All the threats and abuse i had been recieving from this so called friend just got me in a mess. everybody on here have been so helpful and nice it really calmed me down and i was able to makesome sense of everything. it was wen carrington said that its been over 2 months since it happened and that the DDA did not apply on private grounds and because my friend had invited me into her house and put her hands on my dog while he was playing wit her dog it ment she choose to get in-between two young boystious play fighting dogs (if that was the only part she was going to tell) so according to things i have read online that would not be grounds to label a dog dangerous. I have spoken with somebody at trever coopers and waiting for a call back just to check that the above is correct so i can stop worrying about things and get some sleep(havnt slept all weekend). me and lyric will be fine,we have eachother and wont let nasty people get us down.
By PURPLE
Date 19.04.10 18:52 UTC
People can lie munrogirl and it does seem them people get further in life than honest folk but just remember its us honest folk that have piece of mind,morals and we are worth so much more than any liar.its easy to lose sight of them important quailtes when faced with a nasty liar who seems to be doing so well in their crusades(whatever they might be) keep true to urself. hope ur sore point works out ok in the end) x

Thanks Purple, and I'm glad things are looking better for you. :-)
I passed on that gentle stroke to lyric X
That's lovely, thank you! I bet he is a beautiful boy, and he clearly means the world to you :)
I think you will be OK and it's good you are getting some help, just make sure that whoever you see uses modern up to date methods and you wil be fine! I really feel for you and I think you are right in that at the end of the day, it's much better to be honest and have personal integrity, than to be a horrible person who is probably very insecure and a bit stupid!
Best wishes
Lindsay
xxx
Firstly 2 months seems a long time to diagnose a finger broken in two places and given that time scale how could it be shown that this injury relates to the incident ?
Sorry to bring this point up regards DDA and public places but during the time I worked on a dangerous dogs contract to the police there was an incident of an owner being prosecuted under the DDA for his dog (pitbull) not being muzzled in public, the dog was at the time in owners car
but court ruled this to be accessible to the public so a precedent has been set in law that though on/in private property it can still be deemed as "public" But I feel in this case it would be hard for "friend" to procceed further given time scale and her actions towards dog, it is just a pity you hadnt reported matter in regards her actions at the time, anyway best of luck hope everything works out O.K.
On a more positive note a judge is not compelled to give more weight to evidence of 2 people than to 1 person, as part of my above work I have heard a judge comment "the plot thickens" during a trial when it became apparent that 2 witnesses were saying exactly the same things in exactly the same way, he then highlighted this in his summing up and dismissed the case, a judge will listen and then decide whom he finds the more believable, they know partners will tend to back up each other and take that into consideration.
Fingers crossed for you and your baby
Stan Berry
> the dog was at the time in owners car
Cars count as public places (seems ridiculous to me but true) under the law - houses do not. The only breeds they can do anything about in a private house are ones banned under the DDA.
────────
Please write out, word for word, the passage of the forum thread on the dog dispute from "On a more positive" up to and including "under the DDA.". You won't need the listing for any of this.

■ **PROVIDED RECORDS**
────────
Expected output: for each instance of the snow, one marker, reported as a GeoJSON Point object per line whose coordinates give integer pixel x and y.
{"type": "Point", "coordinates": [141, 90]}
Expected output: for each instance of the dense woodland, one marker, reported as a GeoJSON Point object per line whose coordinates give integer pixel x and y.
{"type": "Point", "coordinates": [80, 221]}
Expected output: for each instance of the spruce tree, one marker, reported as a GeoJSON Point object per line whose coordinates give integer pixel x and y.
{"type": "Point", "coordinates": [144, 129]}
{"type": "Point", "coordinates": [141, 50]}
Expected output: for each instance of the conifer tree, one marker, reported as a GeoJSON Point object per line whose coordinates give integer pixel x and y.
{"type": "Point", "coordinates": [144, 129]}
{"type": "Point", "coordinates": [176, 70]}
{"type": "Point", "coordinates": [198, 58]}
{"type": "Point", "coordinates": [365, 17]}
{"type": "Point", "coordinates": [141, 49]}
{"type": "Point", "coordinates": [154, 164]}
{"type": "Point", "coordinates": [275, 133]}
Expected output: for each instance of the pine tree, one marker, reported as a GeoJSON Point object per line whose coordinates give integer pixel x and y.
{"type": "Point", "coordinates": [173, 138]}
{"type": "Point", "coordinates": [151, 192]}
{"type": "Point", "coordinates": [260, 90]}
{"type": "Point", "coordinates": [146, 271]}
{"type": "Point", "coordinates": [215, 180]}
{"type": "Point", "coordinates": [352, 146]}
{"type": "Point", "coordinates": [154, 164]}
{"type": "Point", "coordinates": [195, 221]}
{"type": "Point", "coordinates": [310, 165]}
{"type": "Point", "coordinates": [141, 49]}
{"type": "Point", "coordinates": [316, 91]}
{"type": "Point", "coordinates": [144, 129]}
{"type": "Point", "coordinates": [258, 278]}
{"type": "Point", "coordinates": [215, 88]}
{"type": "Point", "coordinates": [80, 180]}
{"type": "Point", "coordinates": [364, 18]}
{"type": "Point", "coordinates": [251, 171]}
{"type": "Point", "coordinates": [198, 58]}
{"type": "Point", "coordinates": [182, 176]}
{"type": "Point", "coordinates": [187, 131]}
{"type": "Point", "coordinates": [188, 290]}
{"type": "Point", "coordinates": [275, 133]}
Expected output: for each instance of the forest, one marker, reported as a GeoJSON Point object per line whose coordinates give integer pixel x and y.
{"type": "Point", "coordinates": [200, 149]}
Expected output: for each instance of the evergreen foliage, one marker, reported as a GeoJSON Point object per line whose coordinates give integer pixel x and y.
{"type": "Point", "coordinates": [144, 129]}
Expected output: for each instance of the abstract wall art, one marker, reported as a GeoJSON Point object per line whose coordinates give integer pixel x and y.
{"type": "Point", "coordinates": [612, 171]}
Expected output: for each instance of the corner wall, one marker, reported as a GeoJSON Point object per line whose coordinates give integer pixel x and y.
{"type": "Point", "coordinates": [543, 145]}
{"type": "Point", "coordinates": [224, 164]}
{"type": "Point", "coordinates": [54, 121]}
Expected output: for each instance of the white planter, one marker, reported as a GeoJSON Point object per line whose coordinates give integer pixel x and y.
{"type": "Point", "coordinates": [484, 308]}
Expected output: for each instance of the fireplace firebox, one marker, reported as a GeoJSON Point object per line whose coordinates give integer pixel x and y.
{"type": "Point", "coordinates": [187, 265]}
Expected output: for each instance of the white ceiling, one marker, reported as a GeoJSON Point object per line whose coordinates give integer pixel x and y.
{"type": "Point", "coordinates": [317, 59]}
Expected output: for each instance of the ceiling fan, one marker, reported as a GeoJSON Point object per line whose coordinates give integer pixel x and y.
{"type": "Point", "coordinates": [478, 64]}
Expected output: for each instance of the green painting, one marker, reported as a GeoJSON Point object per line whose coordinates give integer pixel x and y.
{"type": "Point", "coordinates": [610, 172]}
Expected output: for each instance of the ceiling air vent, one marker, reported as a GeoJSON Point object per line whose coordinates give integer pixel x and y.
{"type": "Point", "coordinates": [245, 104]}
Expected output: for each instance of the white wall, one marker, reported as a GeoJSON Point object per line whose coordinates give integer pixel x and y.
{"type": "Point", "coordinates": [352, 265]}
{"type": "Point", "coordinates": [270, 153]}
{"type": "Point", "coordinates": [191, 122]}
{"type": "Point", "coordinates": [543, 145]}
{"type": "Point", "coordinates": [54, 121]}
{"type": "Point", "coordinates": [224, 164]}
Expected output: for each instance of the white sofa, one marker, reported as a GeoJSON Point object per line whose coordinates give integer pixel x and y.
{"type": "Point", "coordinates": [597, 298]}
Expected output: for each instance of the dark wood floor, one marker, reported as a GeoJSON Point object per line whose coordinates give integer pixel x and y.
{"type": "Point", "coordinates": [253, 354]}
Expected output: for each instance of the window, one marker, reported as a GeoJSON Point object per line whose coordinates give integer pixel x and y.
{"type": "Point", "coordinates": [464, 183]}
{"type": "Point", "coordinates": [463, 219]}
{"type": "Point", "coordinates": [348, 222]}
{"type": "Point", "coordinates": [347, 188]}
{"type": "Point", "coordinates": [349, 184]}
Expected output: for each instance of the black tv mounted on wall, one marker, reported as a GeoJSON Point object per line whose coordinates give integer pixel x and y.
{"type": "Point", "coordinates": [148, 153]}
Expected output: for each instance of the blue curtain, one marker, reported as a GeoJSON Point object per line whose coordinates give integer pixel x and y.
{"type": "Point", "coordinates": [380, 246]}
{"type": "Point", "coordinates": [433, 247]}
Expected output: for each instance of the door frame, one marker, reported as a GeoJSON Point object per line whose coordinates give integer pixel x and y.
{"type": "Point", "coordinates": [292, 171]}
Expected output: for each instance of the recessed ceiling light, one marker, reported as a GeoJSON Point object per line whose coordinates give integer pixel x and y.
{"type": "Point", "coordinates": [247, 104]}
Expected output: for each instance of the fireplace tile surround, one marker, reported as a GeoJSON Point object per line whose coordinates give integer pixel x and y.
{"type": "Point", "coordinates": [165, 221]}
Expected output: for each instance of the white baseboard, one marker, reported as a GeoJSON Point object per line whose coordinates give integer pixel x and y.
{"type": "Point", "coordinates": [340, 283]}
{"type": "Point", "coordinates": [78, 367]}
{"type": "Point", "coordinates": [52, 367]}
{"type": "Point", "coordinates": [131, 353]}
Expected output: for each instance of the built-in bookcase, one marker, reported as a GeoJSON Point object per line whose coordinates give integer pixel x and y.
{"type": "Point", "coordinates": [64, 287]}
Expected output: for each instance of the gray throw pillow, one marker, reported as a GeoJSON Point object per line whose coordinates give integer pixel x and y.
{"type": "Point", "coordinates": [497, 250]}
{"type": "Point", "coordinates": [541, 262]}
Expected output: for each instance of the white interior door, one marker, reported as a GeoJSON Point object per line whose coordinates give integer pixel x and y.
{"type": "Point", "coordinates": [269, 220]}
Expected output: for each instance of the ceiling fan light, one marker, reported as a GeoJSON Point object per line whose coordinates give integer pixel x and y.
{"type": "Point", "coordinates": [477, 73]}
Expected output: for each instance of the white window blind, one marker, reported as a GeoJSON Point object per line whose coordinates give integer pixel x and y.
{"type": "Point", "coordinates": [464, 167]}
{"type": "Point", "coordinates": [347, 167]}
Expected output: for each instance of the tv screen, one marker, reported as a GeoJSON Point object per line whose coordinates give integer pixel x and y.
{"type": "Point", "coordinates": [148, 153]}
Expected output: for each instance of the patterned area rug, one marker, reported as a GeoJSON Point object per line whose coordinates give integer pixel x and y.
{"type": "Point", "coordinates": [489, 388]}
────────
■ **EXPECTED ANSWER**
On a more positive note a judge is not compelled to give more weight to evidence of 2 people than to 1 person, as part of my above work I have heard a judge comment "the plot thickens" during a trial when it became apparent that 2 witnesses were saying exactly the same things in exactly the same way, he then highlighted this in his summing up and dismissed the case, a judge will listen and then decide whom he finds the more believable, they know partners will tend to back up each other and take that into consideration.
Fingers crossed for you and your baby
Stan Berry
> the dog was at the time in owners car
Cars count as public places (seems ridiculous to me but true) under the law - houses do not. The only breeds they can do anything about in a private house are ones banned under the DDA.